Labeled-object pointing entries

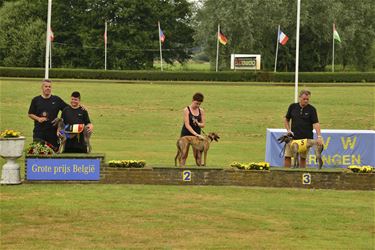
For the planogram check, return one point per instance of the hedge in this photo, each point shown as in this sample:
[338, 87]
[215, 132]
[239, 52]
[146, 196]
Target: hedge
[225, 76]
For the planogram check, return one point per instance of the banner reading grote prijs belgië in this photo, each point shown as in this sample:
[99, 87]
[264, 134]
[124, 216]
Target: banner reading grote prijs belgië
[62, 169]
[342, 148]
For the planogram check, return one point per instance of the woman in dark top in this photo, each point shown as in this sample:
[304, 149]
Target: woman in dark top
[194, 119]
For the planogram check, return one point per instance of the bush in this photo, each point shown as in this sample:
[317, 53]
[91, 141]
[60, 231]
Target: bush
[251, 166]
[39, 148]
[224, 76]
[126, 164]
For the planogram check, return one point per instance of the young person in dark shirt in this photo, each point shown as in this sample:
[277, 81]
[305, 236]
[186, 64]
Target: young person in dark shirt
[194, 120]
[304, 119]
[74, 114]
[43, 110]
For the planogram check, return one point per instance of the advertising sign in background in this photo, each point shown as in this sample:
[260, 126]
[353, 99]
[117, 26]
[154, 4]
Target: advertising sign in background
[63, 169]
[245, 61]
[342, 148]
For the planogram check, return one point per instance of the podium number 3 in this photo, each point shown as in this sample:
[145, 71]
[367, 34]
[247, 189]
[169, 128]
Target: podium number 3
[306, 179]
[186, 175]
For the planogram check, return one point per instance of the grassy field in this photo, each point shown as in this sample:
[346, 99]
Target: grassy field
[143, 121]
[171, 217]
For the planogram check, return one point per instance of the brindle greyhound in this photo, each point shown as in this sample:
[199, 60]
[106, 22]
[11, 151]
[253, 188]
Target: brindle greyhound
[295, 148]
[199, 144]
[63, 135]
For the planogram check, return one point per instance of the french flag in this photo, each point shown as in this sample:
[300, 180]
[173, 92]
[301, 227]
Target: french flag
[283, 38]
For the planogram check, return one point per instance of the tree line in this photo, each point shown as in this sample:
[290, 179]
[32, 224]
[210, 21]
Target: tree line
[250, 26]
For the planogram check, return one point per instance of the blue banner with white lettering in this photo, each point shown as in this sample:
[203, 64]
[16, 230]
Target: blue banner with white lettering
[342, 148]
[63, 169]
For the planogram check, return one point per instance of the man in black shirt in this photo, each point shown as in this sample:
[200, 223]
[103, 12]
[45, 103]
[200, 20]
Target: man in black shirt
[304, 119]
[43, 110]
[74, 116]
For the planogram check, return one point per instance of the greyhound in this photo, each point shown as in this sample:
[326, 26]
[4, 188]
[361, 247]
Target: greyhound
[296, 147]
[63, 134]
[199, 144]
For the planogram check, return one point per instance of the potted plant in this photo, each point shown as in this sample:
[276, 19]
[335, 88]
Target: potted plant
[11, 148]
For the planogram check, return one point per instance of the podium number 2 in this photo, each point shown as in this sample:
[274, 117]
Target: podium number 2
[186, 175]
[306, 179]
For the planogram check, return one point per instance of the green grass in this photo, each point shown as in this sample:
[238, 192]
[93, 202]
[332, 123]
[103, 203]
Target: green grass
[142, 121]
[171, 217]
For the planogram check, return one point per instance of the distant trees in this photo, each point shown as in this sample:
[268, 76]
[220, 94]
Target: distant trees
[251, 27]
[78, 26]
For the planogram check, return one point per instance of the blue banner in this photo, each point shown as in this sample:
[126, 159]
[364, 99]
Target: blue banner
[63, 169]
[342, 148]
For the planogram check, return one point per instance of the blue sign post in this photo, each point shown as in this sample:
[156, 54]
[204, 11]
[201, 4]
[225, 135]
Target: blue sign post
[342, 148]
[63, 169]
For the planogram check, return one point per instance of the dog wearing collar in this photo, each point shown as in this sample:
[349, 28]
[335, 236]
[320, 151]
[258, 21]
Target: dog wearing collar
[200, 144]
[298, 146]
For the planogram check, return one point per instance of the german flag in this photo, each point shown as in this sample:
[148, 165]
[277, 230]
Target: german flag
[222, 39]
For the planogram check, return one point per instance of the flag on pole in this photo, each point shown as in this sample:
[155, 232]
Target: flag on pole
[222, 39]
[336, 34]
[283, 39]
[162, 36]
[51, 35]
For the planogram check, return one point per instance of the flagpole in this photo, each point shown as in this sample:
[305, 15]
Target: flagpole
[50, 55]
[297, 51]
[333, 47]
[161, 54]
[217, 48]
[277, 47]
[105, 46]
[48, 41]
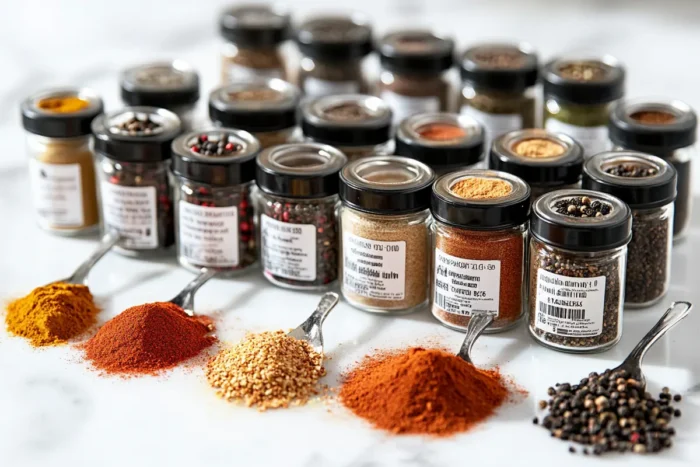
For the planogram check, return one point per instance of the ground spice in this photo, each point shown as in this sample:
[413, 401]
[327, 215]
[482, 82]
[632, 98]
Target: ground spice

---

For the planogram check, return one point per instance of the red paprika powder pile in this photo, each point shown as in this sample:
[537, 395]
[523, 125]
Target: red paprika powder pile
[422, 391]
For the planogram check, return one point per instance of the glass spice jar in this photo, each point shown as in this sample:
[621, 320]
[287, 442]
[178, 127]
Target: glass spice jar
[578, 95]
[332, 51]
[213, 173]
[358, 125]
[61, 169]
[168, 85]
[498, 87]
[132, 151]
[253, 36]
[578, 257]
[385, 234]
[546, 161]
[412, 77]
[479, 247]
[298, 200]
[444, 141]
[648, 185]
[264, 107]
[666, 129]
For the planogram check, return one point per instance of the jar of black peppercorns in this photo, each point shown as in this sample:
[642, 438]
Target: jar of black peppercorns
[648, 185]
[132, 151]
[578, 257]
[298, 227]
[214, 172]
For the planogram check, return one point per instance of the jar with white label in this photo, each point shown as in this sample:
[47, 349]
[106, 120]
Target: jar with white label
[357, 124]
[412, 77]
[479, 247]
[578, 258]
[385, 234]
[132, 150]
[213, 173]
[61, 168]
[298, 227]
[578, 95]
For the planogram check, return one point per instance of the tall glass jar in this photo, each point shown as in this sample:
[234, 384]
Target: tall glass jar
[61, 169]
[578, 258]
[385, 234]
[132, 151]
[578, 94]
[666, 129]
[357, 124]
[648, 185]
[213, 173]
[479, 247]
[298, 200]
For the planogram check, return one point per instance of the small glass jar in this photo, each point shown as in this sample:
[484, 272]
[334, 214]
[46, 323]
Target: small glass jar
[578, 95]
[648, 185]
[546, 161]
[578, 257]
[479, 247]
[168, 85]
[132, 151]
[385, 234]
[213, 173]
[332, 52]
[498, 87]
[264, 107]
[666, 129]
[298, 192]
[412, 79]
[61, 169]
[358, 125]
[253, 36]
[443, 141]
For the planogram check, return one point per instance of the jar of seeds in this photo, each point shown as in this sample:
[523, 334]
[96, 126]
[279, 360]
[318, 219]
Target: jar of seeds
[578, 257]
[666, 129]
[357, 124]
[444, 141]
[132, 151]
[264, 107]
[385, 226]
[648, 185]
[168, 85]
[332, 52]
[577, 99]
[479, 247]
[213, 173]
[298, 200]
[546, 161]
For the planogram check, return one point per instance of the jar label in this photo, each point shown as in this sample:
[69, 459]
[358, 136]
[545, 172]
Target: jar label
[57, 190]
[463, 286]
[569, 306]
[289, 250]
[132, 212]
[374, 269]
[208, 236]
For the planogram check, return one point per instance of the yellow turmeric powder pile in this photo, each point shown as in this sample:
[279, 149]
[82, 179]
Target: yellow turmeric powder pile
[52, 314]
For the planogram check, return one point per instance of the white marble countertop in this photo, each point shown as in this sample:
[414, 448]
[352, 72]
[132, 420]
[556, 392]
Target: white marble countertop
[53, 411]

==

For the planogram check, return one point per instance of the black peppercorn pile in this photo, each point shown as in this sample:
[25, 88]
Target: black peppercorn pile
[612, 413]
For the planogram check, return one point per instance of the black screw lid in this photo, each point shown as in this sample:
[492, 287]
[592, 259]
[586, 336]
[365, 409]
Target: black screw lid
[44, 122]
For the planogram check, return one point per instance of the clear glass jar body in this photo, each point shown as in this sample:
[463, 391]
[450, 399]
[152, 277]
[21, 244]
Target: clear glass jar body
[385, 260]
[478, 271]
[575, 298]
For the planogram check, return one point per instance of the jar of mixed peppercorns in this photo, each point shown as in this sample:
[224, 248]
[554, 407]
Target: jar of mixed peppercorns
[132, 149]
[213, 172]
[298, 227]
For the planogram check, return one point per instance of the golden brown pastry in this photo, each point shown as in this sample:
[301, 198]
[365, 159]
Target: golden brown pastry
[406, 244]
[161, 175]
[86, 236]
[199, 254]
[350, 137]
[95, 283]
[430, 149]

● DO THIS
Rewrite the material above as a numbered list, starting at the line that contains "of the german" and ending at the line that contains "Target: ground spice", with both of those lines included. Omit blank lines and leave the pictures out.

● FULL SOLUTION
1. For the planogram check, return one point per instance of the german flag in this photo, each point shown as in this sample:
2. [148, 165]
3. [277, 230]
4. Target: german flag
5. [222, 39]
6. For the planogram check, return one point per instance of the flag on pole in this photo, each point shown as in this sample:
7. [155, 232]
8. Target: flag on pole
9. [222, 39]
10. [336, 34]
11. [283, 39]
12. [162, 36]
13. [51, 35]
14. For the planogram check, return one point per instance of the flagpole in this photo, each point shown as in this sample:
15. [305, 15]
16. Target: flagpole
17. [50, 55]
18. [297, 51]
19. [333, 47]
20. [161, 54]
21. [217, 48]
22. [277, 47]
23. [105, 46]
24. [48, 41]
25. For the planogram check, return one point per instance of the ground spice in this photo, each point shown as in this sample:
26. [413, 401]
27. [327, 215]
28. [482, 82]
29. [632, 98]
30. Target: ground spice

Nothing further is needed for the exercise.